_Exercise description_: Please pick out each line of the records below that contains the word "every", and treat uppercase and lowercase as different.

_Data for the task_:
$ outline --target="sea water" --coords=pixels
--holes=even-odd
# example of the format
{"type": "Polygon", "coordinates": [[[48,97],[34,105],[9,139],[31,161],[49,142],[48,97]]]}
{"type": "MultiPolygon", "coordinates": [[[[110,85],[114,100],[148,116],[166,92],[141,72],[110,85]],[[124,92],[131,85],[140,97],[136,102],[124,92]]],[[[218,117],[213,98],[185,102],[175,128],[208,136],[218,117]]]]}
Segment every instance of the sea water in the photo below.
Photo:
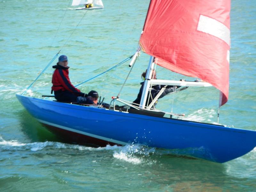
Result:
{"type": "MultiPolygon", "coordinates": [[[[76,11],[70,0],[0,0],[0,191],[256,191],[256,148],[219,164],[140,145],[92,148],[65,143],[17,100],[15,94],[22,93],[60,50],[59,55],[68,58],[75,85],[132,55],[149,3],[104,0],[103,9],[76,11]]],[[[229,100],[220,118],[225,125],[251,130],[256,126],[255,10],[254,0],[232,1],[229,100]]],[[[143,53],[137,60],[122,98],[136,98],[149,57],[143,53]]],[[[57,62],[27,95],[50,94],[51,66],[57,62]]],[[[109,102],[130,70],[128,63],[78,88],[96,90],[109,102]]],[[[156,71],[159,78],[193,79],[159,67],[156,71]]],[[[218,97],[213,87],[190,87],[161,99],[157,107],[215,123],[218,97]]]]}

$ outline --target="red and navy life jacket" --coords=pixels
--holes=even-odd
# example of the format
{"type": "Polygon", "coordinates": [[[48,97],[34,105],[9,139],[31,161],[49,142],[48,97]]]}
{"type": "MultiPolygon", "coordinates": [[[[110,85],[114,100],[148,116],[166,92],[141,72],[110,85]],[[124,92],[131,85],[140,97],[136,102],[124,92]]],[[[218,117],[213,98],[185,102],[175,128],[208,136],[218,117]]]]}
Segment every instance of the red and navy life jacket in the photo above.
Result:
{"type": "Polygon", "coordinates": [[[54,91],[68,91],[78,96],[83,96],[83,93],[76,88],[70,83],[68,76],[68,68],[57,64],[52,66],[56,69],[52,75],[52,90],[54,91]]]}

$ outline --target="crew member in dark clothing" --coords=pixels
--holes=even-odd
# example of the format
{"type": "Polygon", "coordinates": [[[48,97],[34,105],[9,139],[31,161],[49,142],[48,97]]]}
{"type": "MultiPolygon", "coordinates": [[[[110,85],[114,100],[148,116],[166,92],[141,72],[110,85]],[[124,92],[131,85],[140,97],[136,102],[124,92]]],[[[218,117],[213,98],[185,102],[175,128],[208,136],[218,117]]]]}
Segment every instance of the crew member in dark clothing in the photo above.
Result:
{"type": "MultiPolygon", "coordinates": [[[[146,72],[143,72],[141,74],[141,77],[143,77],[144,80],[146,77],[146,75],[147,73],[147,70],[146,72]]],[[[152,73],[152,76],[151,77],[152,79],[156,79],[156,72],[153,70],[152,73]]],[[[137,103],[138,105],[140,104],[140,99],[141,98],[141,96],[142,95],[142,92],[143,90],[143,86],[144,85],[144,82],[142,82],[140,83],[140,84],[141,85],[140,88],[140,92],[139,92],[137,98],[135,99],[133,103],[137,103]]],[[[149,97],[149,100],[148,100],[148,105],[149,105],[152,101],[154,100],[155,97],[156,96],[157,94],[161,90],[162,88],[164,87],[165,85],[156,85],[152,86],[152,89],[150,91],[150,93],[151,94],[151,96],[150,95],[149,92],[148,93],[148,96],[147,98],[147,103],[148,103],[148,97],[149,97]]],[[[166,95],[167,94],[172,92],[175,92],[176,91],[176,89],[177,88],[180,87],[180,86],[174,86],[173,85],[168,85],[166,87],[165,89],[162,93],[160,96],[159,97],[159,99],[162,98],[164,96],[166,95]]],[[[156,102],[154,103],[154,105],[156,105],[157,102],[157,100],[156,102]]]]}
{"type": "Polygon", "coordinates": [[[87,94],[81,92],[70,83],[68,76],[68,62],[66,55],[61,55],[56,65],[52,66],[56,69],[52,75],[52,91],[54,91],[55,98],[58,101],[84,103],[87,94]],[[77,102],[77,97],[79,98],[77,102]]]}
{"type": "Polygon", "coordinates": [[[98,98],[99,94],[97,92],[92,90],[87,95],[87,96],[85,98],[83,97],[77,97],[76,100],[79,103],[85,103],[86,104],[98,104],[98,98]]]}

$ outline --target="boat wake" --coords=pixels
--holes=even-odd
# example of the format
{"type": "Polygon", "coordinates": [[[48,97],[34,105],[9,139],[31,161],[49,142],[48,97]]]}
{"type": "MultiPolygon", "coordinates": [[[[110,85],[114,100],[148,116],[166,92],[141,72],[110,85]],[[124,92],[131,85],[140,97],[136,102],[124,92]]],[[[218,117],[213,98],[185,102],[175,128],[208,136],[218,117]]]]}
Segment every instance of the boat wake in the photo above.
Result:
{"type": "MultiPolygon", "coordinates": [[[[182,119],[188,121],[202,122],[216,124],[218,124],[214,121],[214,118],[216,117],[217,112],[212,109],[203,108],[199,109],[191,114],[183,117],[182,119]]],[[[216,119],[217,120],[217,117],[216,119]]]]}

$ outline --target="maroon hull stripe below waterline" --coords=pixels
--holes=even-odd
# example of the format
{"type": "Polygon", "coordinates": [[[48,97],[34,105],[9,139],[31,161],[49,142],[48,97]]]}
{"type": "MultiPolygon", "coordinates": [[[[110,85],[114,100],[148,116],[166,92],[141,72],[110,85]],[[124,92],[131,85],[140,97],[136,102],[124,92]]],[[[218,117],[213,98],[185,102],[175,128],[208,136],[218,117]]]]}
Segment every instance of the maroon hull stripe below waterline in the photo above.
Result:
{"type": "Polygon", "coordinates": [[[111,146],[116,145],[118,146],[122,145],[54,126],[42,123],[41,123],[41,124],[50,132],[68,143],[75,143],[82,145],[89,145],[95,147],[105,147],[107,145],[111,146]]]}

_Completed exercise_:
Segment every instance of the sea water in the photo below.
Segment every instance of the red and navy life jacket in the photo above.
Segment every instance of the crew member in dark clothing in the photo above.
Segment every instance of the boat wake in the photo above.
Segment every instance of the maroon hull stripe below waterline in the photo above.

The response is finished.